Position annotation records:
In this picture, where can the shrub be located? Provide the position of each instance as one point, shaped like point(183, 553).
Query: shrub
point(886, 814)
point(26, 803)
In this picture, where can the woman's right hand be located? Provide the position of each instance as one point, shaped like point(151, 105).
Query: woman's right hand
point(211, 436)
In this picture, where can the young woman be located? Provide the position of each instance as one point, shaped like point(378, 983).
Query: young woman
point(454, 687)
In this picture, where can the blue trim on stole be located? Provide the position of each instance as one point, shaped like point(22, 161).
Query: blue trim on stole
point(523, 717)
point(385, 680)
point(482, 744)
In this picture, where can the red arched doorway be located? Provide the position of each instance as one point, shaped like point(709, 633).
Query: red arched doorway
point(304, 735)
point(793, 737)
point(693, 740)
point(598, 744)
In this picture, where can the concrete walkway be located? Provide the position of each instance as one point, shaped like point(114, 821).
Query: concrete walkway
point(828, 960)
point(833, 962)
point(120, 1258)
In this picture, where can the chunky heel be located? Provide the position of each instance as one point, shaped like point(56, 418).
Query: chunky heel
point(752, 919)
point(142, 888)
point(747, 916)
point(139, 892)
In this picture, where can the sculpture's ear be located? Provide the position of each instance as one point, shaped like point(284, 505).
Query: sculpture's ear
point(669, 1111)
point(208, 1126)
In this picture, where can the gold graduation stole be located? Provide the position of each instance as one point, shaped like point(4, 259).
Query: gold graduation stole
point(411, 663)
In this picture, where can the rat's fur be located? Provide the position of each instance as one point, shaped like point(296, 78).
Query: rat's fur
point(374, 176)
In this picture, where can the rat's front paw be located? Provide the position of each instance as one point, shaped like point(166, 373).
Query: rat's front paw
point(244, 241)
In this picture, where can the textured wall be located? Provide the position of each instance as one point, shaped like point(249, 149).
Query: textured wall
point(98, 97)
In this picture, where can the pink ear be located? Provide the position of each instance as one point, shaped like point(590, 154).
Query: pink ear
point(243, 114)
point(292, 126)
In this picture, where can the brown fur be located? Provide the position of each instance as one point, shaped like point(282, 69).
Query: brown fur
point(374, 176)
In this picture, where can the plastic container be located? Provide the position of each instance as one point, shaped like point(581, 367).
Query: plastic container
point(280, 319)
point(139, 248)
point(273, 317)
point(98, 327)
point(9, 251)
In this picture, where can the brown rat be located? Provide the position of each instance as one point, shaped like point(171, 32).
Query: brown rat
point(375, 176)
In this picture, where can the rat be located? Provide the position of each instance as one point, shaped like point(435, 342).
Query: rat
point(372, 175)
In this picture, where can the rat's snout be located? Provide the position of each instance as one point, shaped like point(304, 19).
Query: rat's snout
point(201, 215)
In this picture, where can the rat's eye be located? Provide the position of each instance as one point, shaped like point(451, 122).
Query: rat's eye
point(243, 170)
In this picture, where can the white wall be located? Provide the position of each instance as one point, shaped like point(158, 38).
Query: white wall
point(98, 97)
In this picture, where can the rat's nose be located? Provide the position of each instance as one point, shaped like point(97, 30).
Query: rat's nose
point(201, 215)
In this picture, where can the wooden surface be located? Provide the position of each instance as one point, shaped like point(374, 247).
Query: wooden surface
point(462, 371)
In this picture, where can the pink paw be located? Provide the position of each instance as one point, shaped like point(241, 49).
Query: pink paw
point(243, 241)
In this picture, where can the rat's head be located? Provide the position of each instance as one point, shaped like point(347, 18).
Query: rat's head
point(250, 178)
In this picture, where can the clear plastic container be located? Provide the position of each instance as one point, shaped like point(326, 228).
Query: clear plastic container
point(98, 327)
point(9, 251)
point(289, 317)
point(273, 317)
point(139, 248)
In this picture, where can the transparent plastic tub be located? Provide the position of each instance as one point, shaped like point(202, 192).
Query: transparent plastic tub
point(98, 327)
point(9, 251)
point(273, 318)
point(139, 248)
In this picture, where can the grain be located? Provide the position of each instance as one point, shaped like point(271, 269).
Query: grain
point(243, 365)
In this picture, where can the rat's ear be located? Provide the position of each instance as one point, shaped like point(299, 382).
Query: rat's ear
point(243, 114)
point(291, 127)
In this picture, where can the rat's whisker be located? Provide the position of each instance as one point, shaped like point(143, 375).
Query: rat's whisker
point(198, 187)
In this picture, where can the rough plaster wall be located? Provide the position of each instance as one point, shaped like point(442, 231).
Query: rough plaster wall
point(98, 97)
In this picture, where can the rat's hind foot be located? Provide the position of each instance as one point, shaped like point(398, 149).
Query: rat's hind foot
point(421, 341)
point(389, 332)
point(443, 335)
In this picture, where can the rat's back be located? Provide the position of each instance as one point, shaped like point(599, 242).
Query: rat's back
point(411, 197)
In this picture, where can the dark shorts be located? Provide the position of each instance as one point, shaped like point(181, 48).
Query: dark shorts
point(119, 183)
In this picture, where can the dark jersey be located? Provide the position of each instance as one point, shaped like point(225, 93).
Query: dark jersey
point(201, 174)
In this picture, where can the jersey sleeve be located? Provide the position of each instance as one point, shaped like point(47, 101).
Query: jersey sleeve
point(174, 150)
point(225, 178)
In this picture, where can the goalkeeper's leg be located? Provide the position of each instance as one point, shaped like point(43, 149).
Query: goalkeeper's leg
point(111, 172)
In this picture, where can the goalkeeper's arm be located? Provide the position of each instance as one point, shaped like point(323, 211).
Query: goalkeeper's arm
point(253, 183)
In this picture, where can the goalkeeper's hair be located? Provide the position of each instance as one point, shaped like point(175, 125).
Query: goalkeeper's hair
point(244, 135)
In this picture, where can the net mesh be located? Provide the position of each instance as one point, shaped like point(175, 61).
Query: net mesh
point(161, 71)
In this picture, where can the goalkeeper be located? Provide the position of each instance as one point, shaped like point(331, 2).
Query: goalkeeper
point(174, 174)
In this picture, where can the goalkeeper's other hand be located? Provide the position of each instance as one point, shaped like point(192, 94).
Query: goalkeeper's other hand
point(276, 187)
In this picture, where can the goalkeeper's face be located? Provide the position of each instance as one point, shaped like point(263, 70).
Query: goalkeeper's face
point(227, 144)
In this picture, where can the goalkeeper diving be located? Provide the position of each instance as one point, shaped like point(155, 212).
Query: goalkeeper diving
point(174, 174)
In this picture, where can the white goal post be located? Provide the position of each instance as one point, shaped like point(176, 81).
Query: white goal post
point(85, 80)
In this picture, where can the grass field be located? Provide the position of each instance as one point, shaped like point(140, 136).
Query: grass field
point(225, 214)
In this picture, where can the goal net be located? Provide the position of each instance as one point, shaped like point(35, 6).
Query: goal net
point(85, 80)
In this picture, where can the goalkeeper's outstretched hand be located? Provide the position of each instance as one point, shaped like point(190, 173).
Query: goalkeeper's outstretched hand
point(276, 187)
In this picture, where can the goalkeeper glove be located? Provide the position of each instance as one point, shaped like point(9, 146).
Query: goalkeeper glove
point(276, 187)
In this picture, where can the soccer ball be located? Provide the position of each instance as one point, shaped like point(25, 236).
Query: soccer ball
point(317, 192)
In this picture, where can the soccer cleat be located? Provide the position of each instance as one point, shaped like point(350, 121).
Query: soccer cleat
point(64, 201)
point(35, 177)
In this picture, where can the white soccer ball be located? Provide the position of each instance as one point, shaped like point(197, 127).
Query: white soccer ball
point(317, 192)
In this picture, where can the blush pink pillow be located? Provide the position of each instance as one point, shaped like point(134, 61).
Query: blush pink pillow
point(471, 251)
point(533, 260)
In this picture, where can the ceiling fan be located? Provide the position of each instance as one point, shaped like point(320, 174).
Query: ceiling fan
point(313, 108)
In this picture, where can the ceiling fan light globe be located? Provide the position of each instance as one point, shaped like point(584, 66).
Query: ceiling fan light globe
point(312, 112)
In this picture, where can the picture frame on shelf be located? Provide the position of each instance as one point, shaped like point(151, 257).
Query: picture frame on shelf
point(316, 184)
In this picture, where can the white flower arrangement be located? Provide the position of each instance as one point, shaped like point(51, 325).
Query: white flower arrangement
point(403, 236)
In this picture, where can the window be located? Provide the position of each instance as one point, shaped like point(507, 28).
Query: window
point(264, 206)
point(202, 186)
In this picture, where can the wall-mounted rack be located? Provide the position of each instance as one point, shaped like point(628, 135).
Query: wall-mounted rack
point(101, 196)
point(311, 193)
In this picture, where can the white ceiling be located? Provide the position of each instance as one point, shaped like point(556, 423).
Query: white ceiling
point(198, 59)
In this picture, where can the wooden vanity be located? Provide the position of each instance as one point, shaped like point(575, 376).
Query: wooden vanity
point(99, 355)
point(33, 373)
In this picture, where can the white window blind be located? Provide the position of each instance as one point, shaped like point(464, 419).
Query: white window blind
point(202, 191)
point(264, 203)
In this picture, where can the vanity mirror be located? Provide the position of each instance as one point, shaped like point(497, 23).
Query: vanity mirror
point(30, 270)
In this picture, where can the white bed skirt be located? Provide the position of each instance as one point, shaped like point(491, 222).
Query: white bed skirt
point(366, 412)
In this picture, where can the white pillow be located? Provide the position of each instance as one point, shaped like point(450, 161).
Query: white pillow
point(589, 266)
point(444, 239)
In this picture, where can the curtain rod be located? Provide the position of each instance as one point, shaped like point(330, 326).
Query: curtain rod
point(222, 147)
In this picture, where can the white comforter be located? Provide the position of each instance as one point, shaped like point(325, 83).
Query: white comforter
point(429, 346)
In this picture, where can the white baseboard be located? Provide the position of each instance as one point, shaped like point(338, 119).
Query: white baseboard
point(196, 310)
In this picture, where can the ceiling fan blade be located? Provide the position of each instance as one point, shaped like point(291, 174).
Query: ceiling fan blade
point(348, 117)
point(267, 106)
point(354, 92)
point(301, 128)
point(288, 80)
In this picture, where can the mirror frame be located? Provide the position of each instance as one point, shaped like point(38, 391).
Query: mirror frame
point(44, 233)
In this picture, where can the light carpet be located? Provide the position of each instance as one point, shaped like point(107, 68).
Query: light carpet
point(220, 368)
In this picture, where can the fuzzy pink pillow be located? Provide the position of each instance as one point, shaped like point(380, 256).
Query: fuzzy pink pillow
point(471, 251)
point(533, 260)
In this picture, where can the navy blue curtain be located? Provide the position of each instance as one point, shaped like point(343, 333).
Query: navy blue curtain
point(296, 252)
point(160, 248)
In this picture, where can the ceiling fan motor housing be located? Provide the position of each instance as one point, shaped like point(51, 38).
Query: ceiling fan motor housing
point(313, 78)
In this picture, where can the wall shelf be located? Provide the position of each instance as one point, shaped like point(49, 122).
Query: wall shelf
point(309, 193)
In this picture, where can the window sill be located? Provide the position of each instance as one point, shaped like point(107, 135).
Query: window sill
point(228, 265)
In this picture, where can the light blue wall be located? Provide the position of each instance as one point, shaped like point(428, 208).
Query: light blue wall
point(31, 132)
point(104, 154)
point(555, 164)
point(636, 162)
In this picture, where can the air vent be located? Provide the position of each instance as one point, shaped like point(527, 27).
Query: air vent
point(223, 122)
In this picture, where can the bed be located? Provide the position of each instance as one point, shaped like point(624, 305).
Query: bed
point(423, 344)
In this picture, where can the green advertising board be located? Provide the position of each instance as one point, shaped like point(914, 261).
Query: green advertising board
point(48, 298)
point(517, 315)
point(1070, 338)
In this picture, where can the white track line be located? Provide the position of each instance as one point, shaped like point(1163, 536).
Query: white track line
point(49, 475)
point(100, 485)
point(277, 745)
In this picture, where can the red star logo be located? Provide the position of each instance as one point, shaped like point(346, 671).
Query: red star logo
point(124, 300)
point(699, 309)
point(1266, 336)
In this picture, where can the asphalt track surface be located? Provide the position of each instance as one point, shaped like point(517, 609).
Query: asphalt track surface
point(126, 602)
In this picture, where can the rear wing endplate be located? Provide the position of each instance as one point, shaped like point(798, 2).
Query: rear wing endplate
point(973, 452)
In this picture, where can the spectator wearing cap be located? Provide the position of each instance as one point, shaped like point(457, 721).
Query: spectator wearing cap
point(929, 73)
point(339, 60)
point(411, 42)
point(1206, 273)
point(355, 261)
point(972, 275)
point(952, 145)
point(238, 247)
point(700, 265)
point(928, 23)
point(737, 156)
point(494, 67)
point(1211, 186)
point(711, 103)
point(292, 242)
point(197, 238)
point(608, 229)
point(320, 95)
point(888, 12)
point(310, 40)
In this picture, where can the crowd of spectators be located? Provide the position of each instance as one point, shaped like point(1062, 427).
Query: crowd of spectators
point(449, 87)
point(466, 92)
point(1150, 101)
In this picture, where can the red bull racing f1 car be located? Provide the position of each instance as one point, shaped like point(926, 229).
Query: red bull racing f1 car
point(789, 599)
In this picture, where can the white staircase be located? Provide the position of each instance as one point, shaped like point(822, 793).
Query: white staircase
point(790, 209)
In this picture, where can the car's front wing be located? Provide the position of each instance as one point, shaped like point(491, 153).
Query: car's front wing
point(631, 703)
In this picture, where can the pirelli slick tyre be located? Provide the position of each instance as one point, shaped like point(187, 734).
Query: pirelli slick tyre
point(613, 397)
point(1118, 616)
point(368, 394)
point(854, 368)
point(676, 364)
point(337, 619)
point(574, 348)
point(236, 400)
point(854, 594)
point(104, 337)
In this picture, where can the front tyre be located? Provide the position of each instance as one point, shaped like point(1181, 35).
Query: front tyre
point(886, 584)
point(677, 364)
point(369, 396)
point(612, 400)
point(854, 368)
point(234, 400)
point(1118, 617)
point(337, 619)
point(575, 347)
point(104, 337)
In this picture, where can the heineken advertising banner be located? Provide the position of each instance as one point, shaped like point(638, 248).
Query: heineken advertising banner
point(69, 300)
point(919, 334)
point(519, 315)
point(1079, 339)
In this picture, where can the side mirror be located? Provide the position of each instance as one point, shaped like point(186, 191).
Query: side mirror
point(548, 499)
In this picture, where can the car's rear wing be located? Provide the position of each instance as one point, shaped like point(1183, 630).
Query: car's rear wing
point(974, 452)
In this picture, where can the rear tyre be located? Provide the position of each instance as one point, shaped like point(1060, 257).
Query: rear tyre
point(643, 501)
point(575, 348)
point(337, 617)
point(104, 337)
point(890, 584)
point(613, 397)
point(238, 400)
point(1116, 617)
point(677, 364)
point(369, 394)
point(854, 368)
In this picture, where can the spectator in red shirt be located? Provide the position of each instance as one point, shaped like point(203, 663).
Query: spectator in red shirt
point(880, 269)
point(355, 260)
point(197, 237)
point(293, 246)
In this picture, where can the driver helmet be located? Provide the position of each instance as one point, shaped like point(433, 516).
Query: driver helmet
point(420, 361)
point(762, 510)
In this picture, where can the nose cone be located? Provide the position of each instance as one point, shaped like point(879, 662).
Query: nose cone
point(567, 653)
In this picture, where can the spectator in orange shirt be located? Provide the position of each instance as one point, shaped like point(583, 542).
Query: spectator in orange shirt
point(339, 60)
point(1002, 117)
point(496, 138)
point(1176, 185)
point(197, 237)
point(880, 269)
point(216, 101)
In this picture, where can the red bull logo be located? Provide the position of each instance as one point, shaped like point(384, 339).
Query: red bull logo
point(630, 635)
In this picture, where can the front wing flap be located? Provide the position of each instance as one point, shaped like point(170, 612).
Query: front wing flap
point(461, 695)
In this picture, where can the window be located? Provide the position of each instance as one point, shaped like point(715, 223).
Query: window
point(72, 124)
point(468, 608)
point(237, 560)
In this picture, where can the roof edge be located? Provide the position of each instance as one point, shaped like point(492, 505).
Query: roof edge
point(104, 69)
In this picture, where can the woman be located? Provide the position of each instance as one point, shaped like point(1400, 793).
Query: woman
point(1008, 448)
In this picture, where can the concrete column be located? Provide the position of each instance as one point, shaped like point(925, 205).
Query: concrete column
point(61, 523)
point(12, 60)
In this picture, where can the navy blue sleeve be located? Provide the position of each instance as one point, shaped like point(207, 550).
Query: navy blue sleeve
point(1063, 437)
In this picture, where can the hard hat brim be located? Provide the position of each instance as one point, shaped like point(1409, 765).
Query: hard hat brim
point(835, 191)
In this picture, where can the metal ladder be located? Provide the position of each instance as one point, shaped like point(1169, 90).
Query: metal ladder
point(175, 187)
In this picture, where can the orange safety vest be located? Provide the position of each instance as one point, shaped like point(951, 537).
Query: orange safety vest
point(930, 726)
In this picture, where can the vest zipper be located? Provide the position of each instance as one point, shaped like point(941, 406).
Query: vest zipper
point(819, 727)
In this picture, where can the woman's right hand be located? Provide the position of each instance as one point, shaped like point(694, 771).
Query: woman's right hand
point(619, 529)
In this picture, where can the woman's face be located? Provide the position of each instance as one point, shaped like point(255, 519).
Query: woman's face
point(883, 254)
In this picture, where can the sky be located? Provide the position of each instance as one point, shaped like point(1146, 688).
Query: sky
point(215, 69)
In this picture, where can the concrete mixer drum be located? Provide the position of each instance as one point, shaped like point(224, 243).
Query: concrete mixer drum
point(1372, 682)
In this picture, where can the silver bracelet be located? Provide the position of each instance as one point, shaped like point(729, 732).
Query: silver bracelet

SET PROBLEM: Rewrite the material from its first line up to and including the line with "point(244, 241)", substituting "be found" for every "be located" and changing nothing else.

RESPONSE TO THE TASK:
In this picture, where can the shrub be found? Provide the position of each instance as one point, shaped like point(183, 553).
Query: shrub
point(886, 814)
point(26, 803)
In this picture, where can the woman's right hand be found? Provide the position of each instance as one point, shaped like point(151, 105).
Query: woman's right hand
point(211, 436)
In this picture, where can the young woman be found? Provide the position of each instance as one point, shaped like point(378, 983).
Query: young woman
point(454, 687)
In this picture, where can the blue trim on stole be found? Provide the position of each instance as one point, shaped like point(22, 161).
Query: blue trim on stole
point(523, 717)
point(385, 680)
point(482, 744)
In this picture, where can the red arched doorway be found? Provide the position of each instance as one point, shaped like point(709, 633).
Query: red arched doorway
point(304, 735)
point(793, 737)
point(693, 740)
point(598, 744)
In this picture, where can the concrete walkway be found? Provide the position of each instance as one point, shaped like point(114, 821).
Query: concrete walkway
point(828, 960)
point(833, 962)
point(120, 1258)
In this picture, where can the chunky heel be found? Provide the position of each instance as one point, shaped like point(56, 418).
Query: chunky heel
point(752, 919)
point(142, 888)
point(747, 916)
point(139, 892)
In this picture, where can the sculpture's ear be found? Provide the position of each instance as one point, shaped like point(284, 505).
Query: sculpture's ear
point(669, 1111)
point(208, 1126)
In this picture, where can the gold graduation stole be found? Provide the position of each instance as one point, shaped like point(4, 259).
Query: gold graduation stole
point(411, 663)
In this picture, where can the rat's fur be found? Provide the position of each instance as one point, shaped like point(296, 78).
Query: rat's fur
point(374, 176)
In this picture, where can the rat's front paw be found? Provide the position of each instance as one point, shaped like point(166, 373).
Query: rat's front paw
point(244, 241)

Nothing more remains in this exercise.